Write out the listing below again, precisely as it is given.
* START *
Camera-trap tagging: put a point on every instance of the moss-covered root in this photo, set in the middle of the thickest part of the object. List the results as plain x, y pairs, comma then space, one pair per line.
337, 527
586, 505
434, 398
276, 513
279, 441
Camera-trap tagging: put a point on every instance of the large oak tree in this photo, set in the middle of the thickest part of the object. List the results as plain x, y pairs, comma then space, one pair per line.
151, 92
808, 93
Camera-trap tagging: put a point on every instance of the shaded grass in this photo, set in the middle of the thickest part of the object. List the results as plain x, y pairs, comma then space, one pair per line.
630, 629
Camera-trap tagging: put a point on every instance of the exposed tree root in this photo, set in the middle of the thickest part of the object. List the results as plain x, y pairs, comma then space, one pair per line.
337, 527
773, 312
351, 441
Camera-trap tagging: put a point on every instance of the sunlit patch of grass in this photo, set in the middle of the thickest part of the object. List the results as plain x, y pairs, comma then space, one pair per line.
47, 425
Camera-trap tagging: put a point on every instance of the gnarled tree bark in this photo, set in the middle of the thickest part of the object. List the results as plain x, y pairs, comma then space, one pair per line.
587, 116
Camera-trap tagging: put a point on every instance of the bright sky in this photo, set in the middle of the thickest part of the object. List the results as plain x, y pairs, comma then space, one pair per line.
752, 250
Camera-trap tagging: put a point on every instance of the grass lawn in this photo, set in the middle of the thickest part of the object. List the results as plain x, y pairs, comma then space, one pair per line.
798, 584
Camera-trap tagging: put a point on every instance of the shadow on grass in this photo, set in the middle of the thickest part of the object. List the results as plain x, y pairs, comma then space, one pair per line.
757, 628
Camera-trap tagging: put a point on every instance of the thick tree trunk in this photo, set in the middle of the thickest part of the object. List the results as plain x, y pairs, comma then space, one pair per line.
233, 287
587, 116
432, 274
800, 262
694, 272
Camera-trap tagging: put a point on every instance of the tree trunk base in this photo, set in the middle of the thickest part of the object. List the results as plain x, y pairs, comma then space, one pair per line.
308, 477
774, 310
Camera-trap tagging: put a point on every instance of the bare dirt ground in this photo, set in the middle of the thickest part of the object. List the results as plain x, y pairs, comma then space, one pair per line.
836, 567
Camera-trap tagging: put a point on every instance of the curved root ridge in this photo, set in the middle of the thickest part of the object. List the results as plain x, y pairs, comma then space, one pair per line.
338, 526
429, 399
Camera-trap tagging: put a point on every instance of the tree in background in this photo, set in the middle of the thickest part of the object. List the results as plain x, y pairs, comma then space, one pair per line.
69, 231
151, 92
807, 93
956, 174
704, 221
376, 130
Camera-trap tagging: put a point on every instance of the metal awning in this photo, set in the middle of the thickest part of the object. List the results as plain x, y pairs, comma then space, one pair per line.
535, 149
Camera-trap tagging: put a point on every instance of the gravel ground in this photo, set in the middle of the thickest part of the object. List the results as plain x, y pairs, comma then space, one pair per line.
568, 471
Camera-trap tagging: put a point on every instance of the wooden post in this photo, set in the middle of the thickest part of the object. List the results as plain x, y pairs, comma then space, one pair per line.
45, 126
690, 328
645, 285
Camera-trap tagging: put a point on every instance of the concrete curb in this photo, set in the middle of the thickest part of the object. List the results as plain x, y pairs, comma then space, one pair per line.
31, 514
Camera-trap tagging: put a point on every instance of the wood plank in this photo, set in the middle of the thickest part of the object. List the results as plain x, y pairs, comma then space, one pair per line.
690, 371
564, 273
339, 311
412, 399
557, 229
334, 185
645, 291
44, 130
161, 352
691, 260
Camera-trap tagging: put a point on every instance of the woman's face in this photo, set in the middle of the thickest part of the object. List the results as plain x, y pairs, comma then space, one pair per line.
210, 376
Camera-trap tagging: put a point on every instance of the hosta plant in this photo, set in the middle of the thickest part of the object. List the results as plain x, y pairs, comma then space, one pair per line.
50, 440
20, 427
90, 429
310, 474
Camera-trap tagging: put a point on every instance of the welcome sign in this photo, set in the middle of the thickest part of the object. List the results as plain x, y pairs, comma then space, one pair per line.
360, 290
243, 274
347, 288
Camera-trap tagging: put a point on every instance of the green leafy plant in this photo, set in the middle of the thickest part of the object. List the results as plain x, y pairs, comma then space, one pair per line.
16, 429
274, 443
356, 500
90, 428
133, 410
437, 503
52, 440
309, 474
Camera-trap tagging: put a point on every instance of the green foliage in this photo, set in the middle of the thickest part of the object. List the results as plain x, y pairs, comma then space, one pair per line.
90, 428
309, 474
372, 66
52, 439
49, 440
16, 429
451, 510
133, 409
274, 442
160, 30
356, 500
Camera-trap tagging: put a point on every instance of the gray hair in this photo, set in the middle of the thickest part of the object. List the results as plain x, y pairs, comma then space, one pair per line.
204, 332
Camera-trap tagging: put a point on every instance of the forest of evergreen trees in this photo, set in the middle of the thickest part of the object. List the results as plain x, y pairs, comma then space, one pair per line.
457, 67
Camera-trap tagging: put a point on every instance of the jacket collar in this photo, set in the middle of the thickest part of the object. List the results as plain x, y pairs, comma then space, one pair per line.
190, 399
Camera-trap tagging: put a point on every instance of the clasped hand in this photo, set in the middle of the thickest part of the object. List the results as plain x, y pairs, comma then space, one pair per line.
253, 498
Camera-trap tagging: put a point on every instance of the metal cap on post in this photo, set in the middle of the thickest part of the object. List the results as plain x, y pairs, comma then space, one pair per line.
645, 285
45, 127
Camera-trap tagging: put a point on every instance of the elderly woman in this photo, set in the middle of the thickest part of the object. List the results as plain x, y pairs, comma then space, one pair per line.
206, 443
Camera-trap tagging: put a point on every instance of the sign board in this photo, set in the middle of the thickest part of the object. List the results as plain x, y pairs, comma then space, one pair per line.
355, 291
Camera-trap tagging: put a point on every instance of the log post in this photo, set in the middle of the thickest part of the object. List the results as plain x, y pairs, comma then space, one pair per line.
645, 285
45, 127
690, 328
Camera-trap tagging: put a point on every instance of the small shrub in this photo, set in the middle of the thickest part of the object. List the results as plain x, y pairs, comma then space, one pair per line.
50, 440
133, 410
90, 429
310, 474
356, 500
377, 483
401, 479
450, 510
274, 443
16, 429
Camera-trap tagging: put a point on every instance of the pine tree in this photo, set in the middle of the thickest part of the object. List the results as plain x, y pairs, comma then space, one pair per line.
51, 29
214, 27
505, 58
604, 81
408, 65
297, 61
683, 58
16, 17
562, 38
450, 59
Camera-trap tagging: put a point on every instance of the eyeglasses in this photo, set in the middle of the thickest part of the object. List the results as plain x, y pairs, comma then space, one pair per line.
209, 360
* END *
## [Task result]
Camera-trap tagging: put a point on every instance of the moss-covered root in this photo, set in the middle of the thickest part of the object. List the results as plain x, y pairs, comma then space, one pair per line.
337, 527
586, 505
434, 398
276, 513
279, 441
Camera-trap tagging: put a point on every instance of the large oak tree in this photo, set in the middle of the thickest part of the object. List the results as plain x, y pairs, comma then space, one pair per line.
151, 92
808, 93
Camera-trap tagging: put a point on every instance of the shaded grass in this photo, set in the middle of the thickest part of the object. List the results as plain x, y pairs, comma then space, one pair per line.
630, 629
Camera-trap tagging: put a point on every instance of the exposed tree root in this photo, set in the middle of the thickest part of the object. List the results as plain x, y pairs, comma then space, one pair per line.
337, 527
773, 312
351, 441
Camera-trap tagging: put a point on every instance of the sunlit patch of grass in this photo, set in the middle of the thickest part of the object. List the results as plain x, y pairs, comma then space, one pair per line.
47, 425
Camera-trap tagging: put a point on every instance of the gnarled tree bark in this photo, set in the middle of the thickest part of the object. List the results as plain x, y pairs, comma then space, one pair per line.
587, 116
Camera-trap tagging: put a point on every instance of the bright sky in this photo, set in the middle of the thickest part of the object. List the results as plain x, y pairs, comma then space, one pair per line.
752, 250
Camera-trap tagging: put a point on every instance of the grass lawn in this photo, set in the middle of the thickest part of the object. List the results as plain x, y pairs, comma then space, one pair per line.
798, 584
Camera-trap tagging: put a point on every instance of the shadow on grass in this photo, set in the middle of the thickest part of the object. List the results as plain x, y pairs, comma then space, one pair per line.
757, 628
Camera-trap tagging: put a point on every instance of the thick tree trunk in this photo, set in the middle of the thickest part of the object. List the results as plain x, y pairs, comma then space, one pair per line.
233, 287
587, 116
432, 274
800, 262
694, 272
Camera-trap tagging: put a point on every instance of the tree trunk base in this photo, set in the middle of the thickest part of the object. List the results as plain x, y pairs, comma then space, one pair per line.
308, 477
774, 310
Camera-trap tagging: put a point on every instance of the bare dirt ground in this photo, set in the middle of the thickest part of the object. List the results as plain x, y pairs, comma then space, one pair per line.
836, 567
Camera-trap tagging: put a point on every instance of the curved root ridge in this photo, set in the middle of the thickest part of the object. List the results as plain x, y pairs, comma then space, one pair per line.
338, 526
429, 399
Camera-trap tagging: put a point on every instance of the tree in background in this photo, set in the middle of the thickest part of the object. List the results as plain x, y pairs, comma then space, one pair per line.
69, 231
151, 92
807, 93
956, 174
704, 221
376, 130
Camera-trap tagging: put a point on every instance of the metal awning in this photo, set in the middle of the thickest part of the object. List the results as plain x, y pairs, comma then space, one pair per line.
535, 149
Camera-trap tagging: put a point on every instance of the gravel ground in this photo, set in the middle of the thickest part of the object. List the results as plain x, y pairs, comma then space, one pair per line.
568, 471
Camera-trap tagging: put a point on every instance of the wooden post in this photo, set in the middle of the thickest part of the object. List the results as plain x, y pairs, comma then space, one pair per line.
45, 126
690, 328
645, 285
Camera-trap tagging: put a point on every instance of the concrete curb in this photo, set in the middle of the thickest part of the object. List the results as plain x, y pairs, comma then space, one pair per line.
31, 514
Camera-trap tagging: put a point on every instance of the wood plank in this photo, set in the middle of the thickest part of the object. List the results as plain x, y pairs, comma then space, one pair per line.
690, 371
564, 273
339, 311
412, 399
557, 229
334, 185
645, 291
44, 130
161, 352
691, 260
Camera-trap tagging: put a point on every instance of the woman's face in this photo, set in the middle of the thickest part of the object. List the results as plain x, y pairs, comma then space, one pair per line.
210, 376
Camera-trap tagging: put a point on every instance of the hosta plant in this photo, set in the middle of the thickest part of the object. List the results as plain x, y pairs, comma then space, one pair per line.
50, 440
20, 427
90, 429
310, 474
Camera-trap tagging: put a point on every instance of the welcome sign in this photo, set in the middle of the thickest part of the object. List the results as plain x, y pairs, comma then space, one pair per line.
360, 290
243, 274
347, 288
Camera-trap tagging: put a point on every instance of the green leafy plant in this photo, set in the middle of the thickest part of the object. List the results as plain x, y pairs, comma then space, one pair per line.
16, 429
274, 443
356, 500
90, 428
133, 410
437, 503
52, 440
309, 474
Camera-trap tagging: put a point on every instance of the green foliage in this photo, set in the middle of the thickest part of the object. List the results as plain x, y pairs, comma then space, one pair per line.
90, 428
309, 474
372, 66
52, 439
49, 440
16, 429
451, 510
133, 409
274, 442
160, 30
356, 500
Camera-trap tagging: put a point on every instance of the gray hair in this photo, set in the middle of the thickest part of the object. List the results as plain x, y pairs, comma then space, one pair per line.
204, 332
Camera-trap tagging: put a point on every instance of the forest of evergreen trees in this photo, set in the middle of the thickest part of the object. List the results as plain x, y pairs, comma then space, one pair per line.
457, 67
Camera-trap tagging: put a point on every instance of the jacket collar in this photo, set in the middle of the thickest part of the object. List the results as plain x, y pairs, comma then space, one pair per line.
190, 399
Camera-trap tagging: put a point on every instance of the clasped hand in this photo, set in the middle of the thickest part of the object. List the results as plain x, y pairs, comma then space, one pair per line.
253, 498
Camera-trap tagging: put a point on every instance of the metal cap on post in this photo, set in the middle of the thickest part of the object. List the results as plain x, y pairs, comma then space, one pair per line.
645, 285
45, 127
Camera-trap tagging: put a point on every instance of the elderly woman in this photo, set in the middle of the thickest part of the object. List the results as plain x, y pairs, comma then space, one pair per line.
206, 443
Camera-trap tagging: put a point on every instance of the sign board in this photo, set in the middle of the thickest part of the object. List the results as plain x, y pairs, comma then space, one pair per line.
355, 291
Camera-trap tagging: put a point on every instance of the log post in this photo, set in the middle of the thickest part of the object. List the results as plain x, y pairs, comma then space, one pair per line.
645, 285
45, 127
690, 328
Camera-trap tagging: put a point on every instance of the small shrub in this photo, set in the middle of the thickest part of the object. List the results as plain x, y pairs, comma then space, one pair per line.
50, 440
133, 410
90, 429
310, 474
356, 500
377, 483
401, 479
450, 510
274, 443
16, 429
Camera-trap tagging: put a point on every instance of the pine tree in this photo, set in the middle of the thickest part of the object. List the results as plain x, y pairs, comma then space, one pair per line.
51, 29
214, 27
505, 58
604, 81
408, 65
297, 61
683, 58
16, 17
562, 38
450, 59
Camera-trap tagging: put a point on every instance of the eyeglasses in this photo, set in the middle of the thickest part of the object. List the results as plain x, y pairs, comma then space, one pair per line.
209, 360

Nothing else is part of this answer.